## SELECTED TEXT
##############################

[LinuxFailSafe] crsd problem
Padmanabhan Sreenivasan
paddy@engr.sgi.com
Wed, 02 Jul 2003 08:07:48 -0700
rf@q-leap.de wrote:
> >>>>> "Paddy" == Padmanabhan Sreenivasan <paddy@sgi.com> writes:
>
> Paddy> rf@q-leap.de wrote:
> >> >>>>> "Lars" == Lars Marowsky-Bree <lmb@suse.de> writes:
>
> Lars> On 2003-06-06T21:43:06, rf@q-leap.de said:
> >> >> We have a problem with the crsd daemon. What happens is that always
> >> >> after a certain amount of time (approx. 6 days) after the crsd has >>
> >> started, there is a problem with its ipc communication. This can have >>
> >> the unfortunate effect, that resetting will not work anymore when a >>
> >> failover has to be done. The fact that this always happens after the >>
> >> same time period suggests that some integer counter is overflowing.
> >>
> Lars> Does anything cleanout the /tmp directory and remove the IPC
> Lars> socket...?
> >> No, the ipc file is still there after the error message (it is not a
> >> socket but a mmapped file):
> >>
> >> -rwx------ 1 root root 8220 Jun 4 19:14
> >> /var/run/failsafe/comm/crsd-ipc_ha-test-1
>
> Paddy> This is a bug in libcrs.so.
>
> Paddy> Workaround is to restart cluster processes.
>
> Paddy> or make the following source change and rebuild
>
> Paddy> FailSafe/cluster_services/lib/libcrs/src/crsl_register.c
>
> Paddy,
>
> thanks for your reply. Unfortunately, the patch below won't fix the problem,
> since it is already included in the source code. Or should the correct line be
>
> ipcclnt_ctl(newchan->ipchdl, CI_IPC_NON_BLOCK|CI_IPC_NON_PULSE); ?
The correct line should have CI_IPC_NON_BLOCK|CI_IPC_NON_PULSE
flags passed to ipcclnt_ctl().
Paddy
>
>
> It really looks like a counter overflow because the error always occurs at
> exactly the same length of time after crsd has started.
>
> Roland
>
> Paddy> @@ -137,7 +137,7 @@ goto done;
>
> Paddy> /* Make the handle nonblocking so we do not block trying to
> Paddy> connect. */ - ipcclnt_ctl(newchan->ipchdl,
> Paddy> CI_IPC_NON_BLOCK|CI_IPC_NON_PULSE); + ipcclnt_ctl(newchan->ipchdl,
> Paddy> CI_IPC_NON_BLOCK);
>
> Paddy> if ((err = ipcclnt_connect(newchan->ipchdl,
> Paddy> crslsp->ipc_conn_file, CRS_DAEMON, CI_IPC_NOSIG)) != CI_SUCCESS)

##############################

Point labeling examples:

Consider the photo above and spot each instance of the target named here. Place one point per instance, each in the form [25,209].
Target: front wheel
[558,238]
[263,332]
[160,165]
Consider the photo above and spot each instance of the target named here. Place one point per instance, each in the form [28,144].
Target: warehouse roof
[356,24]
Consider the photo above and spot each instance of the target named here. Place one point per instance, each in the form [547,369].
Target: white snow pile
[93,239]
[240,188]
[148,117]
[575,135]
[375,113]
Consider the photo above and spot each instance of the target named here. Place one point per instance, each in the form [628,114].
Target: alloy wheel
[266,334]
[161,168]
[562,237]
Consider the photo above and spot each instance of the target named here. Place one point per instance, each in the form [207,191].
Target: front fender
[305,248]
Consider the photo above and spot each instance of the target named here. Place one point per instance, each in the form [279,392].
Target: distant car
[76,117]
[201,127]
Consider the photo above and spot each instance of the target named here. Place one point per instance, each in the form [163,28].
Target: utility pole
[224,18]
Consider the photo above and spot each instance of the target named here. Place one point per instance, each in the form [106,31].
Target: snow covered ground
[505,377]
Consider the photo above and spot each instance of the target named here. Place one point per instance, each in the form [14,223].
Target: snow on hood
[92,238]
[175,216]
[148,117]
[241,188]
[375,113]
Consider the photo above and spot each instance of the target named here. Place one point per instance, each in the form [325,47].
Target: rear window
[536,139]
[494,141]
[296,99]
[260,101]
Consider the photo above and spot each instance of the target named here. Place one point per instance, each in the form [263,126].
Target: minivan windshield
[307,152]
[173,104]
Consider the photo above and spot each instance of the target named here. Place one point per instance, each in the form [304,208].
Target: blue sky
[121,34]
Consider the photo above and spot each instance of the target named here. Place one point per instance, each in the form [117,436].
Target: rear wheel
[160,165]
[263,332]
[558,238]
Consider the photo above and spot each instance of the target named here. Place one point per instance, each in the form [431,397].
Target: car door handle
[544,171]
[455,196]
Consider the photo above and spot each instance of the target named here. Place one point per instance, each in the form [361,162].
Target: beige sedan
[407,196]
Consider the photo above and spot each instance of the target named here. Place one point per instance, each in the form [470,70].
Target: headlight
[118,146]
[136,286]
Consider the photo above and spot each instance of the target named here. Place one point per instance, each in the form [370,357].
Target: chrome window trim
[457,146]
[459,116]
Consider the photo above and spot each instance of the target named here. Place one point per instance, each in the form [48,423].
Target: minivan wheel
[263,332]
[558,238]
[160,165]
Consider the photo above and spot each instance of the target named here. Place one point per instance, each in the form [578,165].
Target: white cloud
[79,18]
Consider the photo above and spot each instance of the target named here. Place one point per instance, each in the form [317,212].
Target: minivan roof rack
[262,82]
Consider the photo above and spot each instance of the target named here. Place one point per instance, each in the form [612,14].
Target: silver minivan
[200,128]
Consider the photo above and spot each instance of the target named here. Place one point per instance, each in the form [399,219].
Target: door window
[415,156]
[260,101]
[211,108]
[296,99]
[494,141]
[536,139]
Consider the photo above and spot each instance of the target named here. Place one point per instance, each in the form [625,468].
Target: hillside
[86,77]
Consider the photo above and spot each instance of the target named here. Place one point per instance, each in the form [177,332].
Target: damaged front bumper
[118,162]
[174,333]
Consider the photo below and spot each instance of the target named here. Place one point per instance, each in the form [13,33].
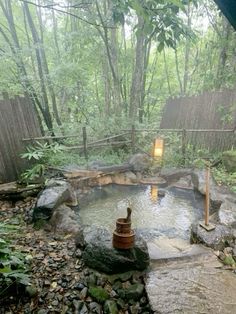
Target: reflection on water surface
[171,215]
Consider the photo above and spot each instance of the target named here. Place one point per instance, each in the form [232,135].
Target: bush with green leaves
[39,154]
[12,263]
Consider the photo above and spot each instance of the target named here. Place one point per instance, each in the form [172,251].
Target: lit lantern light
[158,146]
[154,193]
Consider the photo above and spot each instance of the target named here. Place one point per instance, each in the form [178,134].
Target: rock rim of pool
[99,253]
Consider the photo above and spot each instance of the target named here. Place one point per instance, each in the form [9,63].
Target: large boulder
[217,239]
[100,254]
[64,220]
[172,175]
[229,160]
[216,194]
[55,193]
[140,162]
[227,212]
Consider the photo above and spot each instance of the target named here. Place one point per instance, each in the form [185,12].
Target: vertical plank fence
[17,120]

##############################

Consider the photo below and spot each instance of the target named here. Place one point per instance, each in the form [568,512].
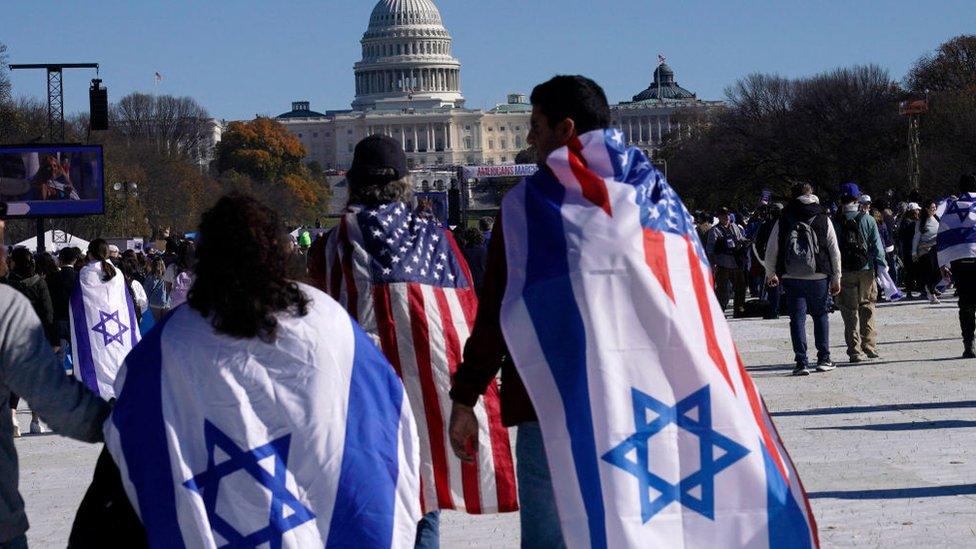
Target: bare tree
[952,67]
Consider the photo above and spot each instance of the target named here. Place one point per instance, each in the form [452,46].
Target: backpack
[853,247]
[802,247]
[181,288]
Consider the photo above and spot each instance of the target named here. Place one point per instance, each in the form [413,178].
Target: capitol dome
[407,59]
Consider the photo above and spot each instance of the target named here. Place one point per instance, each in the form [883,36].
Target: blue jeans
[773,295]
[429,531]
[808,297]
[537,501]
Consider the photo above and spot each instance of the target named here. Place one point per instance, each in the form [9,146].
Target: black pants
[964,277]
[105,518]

##############################

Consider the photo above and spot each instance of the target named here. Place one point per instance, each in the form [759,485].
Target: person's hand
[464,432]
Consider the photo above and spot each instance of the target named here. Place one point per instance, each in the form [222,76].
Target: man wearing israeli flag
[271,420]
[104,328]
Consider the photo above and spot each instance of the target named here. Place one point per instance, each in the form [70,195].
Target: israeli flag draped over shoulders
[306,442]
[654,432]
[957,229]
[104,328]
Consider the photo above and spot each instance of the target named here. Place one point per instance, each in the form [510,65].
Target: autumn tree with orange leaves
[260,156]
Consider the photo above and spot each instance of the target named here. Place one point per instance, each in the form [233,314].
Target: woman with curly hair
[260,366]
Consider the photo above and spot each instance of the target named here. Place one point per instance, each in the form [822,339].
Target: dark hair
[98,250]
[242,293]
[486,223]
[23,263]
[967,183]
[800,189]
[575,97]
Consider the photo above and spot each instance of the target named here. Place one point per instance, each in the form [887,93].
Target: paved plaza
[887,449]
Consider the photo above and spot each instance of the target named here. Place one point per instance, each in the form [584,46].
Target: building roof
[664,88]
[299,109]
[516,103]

##############################

## EXERCISE SET
**1)** List every distinct email address that appears in the crsd problem thread above.
**2)** Translate this sentence from the crsd problem thread into German: "It really looks like a counter overflow because the error always occurs at exactly the same length of time after crsd has started."

## WRITTEN ANSWERS
**1)**
paddy@engr.sgi.com
rf@q-leap.de
paddy@sgi.com
lmb@suse.de

**2)** Es sieht wirklich nach einem Zählerüberlauf aus, weil der Fehler immer genau dieselbe Zeitspanne nach dem Start von crsd auftritt.